Stored data entries

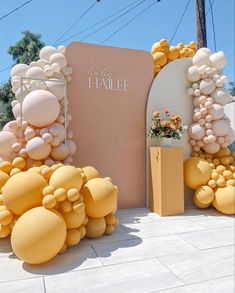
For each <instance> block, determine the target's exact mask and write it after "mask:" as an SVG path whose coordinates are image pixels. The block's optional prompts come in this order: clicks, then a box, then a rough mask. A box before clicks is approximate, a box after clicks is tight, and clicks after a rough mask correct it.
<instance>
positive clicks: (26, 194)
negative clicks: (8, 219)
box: [2, 172, 47, 215]
mask: <svg viewBox="0 0 235 293" xmlns="http://www.w3.org/2000/svg"><path fill="white" fill-rule="evenodd" d="M46 185H47V183H46V181H45V179H44V178H43V177H42V176H41V175H39V174H36V173H32V172H21V173H18V174H16V175H14V176H13V177H11V178H10V179H9V180H8V181H7V183H6V184H5V186H4V189H3V193H2V195H3V201H4V204H5V206H6V207H7V209H9V210H10V211H11V212H12V213H14V214H15V215H22V214H23V213H24V212H26V211H28V210H29V209H31V208H33V207H36V206H40V205H41V203H42V197H43V196H42V191H43V188H44V187H46Z"/></svg>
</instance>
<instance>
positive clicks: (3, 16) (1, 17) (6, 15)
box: [0, 0, 33, 20]
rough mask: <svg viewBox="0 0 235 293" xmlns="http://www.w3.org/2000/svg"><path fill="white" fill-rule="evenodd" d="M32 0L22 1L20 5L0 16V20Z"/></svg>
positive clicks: (31, 0)
mask: <svg viewBox="0 0 235 293" xmlns="http://www.w3.org/2000/svg"><path fill="white" fill-rule="evenodd" d="M32 1H33V0H29V1H26V2H24V3H23V4H21V5H20V6H18V7H16V8H15V9H13V10H11V11H10V12H8V13H7V14H5V15H3V16H1V17H0V20H3V19H4V18H6V17H7V16H9V15H11V14H12V13H14V12H15V11H17V10H19V9H21V8H22V7H24V6H25V5H27V4H29V3H30V2H32Z"/></svg>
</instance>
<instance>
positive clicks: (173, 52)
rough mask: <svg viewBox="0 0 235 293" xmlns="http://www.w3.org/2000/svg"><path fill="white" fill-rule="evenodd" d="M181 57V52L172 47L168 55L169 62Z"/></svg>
mask: <svg viewBox="0 0 235 293" xmlns="http://www.w3.org/2000/svg"><path fill="white" fill-rule="evenodd" d="M179 56H180V52H179V49H178V48H177V47H175V46H172V47H170V48H169V52H168V53H167V58H168V59H169V60H175V59H177V58H179Z"/></svg>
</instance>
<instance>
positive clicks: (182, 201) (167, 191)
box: [150, 147, 184, 216]
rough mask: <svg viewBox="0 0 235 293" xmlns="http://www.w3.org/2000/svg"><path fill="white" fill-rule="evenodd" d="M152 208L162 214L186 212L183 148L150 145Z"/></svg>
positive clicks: (175, 214) (150, 206) (151, 207)
mask: <svg viewBox="0 0 235 293" xmlns="http://www.w3.org/2000/svg"><path fill="white" fill-rule="evenodd" d="M150 161H151V179H152V193H151V198H150V208H151V210H152V211H153V212H155V213H157V214H159V215H161V216H167V215H177V214H183V213H184V179H183V149H182V148H175V147H172V148H162V147H150Z"/></svg>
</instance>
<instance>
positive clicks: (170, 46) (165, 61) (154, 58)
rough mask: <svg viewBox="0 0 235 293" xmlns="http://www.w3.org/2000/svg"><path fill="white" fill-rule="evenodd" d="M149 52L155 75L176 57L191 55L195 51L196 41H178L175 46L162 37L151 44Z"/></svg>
mask: <svg viewBox="0 0 235 293" xmlns="http://www.w3.org/2000/svg"><path fill="white" fill-rule="evenodd" d="M151 52H152V55H153V59H154V74H155V76H156V75H157V74H158V73H159V72H160V71H161V69H162V68H163V67H164V66H165V65H166V64H167V63H169V62H171V61H173V60H175V59H178V58H184V57H192V56H193V55H194V54H195V52H196V43H195V42H194V41H192V42H190V43H189V44H188V45H184V44H183V43H179V44H178V45H177V46H170V45H169V43H168V42H167V40H165V39H162V40H161V41H160V42H157V43H154V44H153V46H152V49H151Z"/></svg>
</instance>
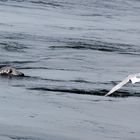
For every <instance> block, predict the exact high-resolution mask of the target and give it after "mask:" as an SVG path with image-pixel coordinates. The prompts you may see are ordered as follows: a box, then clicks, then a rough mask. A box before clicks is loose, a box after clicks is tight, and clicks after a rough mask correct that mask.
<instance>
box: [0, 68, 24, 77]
mask: <svg viewBox="0 0 140 140" xmlns="http://www.w3.org/2000/svg"><path fill="white" fill-rule="evenodd" d="M0 75H7V76H24V73H22V72H20V71H19V70H17V69H15V68H13V67H8V66H5V67H2V68H0Z"/></svg>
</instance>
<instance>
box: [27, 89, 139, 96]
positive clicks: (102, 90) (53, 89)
mask: <svg viewBox="0 0 140 140" xmlns="http://www.w3.org/2000/svg"><path fill="white" fill-rule="evenodd" d="M27 89H29V90H36V91H53V92H64V93H73V94H83V95H98V96H104V95H105V94H106V93H107V92H109V91H108V90H106V89H101V90H89V91H88V90H83V89H64V88H46V87H32V88H27ZM110 96H111V97H129V96H136V97H140V93H130V92H128V91H116V92H115V93H113V94H111V95H110Z"/></svg>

_WORK INSTRUCTION_
Copy out every line of the material above that contains the word "positive", treating uppercase and lowercase as different.

_RESULT OF THE TASK_
positive clicks: (26, 194)
positive clicks: (3, 16) (1, 17) (6, 15)
positive clicks: (31, 0)
positive clicks: (173, 52)
positive clicks: (182, 201) (167, 191)
positive clicks: (175, 214) (150, 206) (151, 207)
positive clicks: (170, 46) (165, 61) (154, 58)
positive clicks: (102, 90) (53, 89)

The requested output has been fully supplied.